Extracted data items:
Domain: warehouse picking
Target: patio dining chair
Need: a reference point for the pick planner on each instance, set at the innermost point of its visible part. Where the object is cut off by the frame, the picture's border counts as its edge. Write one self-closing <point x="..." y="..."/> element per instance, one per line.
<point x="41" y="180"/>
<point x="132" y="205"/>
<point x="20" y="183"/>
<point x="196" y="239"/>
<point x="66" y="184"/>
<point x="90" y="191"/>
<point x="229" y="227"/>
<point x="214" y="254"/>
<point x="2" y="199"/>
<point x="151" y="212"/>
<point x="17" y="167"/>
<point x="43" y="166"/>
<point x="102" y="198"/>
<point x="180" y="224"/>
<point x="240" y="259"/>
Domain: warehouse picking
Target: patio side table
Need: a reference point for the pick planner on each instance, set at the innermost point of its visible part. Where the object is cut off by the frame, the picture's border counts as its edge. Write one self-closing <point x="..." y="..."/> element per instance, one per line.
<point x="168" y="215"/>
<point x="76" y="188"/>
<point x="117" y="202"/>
--
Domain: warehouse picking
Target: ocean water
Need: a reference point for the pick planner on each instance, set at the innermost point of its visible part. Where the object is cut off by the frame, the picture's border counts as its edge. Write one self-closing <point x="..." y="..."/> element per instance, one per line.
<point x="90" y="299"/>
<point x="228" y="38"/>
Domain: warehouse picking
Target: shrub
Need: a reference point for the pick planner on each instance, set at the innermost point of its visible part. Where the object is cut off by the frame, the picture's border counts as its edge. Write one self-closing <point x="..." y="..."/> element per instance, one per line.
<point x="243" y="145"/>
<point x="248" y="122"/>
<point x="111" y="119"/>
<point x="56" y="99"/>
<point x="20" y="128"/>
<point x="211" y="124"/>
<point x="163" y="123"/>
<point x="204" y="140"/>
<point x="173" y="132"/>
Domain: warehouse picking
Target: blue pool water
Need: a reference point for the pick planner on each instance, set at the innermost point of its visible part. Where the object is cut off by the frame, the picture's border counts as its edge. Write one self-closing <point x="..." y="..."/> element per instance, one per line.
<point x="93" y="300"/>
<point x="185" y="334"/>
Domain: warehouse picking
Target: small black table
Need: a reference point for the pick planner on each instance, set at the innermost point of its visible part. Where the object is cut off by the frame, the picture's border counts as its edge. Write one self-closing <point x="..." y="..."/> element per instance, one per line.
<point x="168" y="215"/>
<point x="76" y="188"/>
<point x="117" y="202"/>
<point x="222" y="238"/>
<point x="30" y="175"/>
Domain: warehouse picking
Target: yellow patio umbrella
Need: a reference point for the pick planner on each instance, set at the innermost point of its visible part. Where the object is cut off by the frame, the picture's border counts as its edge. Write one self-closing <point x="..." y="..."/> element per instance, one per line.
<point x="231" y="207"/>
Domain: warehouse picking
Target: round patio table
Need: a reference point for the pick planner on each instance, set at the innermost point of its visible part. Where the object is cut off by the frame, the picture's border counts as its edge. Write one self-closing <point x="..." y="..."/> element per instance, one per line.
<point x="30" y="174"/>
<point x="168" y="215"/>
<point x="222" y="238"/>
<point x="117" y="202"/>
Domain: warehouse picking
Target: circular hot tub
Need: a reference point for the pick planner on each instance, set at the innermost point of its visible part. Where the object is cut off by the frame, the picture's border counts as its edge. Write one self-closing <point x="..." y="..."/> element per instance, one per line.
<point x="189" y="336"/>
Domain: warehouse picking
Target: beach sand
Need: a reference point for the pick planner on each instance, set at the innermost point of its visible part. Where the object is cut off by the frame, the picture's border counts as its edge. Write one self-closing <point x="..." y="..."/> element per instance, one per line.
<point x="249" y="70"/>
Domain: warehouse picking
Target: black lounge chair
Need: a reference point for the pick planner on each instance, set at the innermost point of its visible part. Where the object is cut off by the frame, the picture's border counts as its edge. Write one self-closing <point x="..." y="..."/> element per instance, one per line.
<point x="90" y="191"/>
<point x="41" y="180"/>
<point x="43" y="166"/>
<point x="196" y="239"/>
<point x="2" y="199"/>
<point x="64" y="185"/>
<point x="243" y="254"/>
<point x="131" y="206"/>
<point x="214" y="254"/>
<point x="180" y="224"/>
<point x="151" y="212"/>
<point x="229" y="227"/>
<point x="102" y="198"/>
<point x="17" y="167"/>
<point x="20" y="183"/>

== TASK DESCRIPTION ==
List every line of the items above that contains the word "black", copying each line in full.

== REPLY TO THE TASK ==
Target: small black table
Target: black lounge chair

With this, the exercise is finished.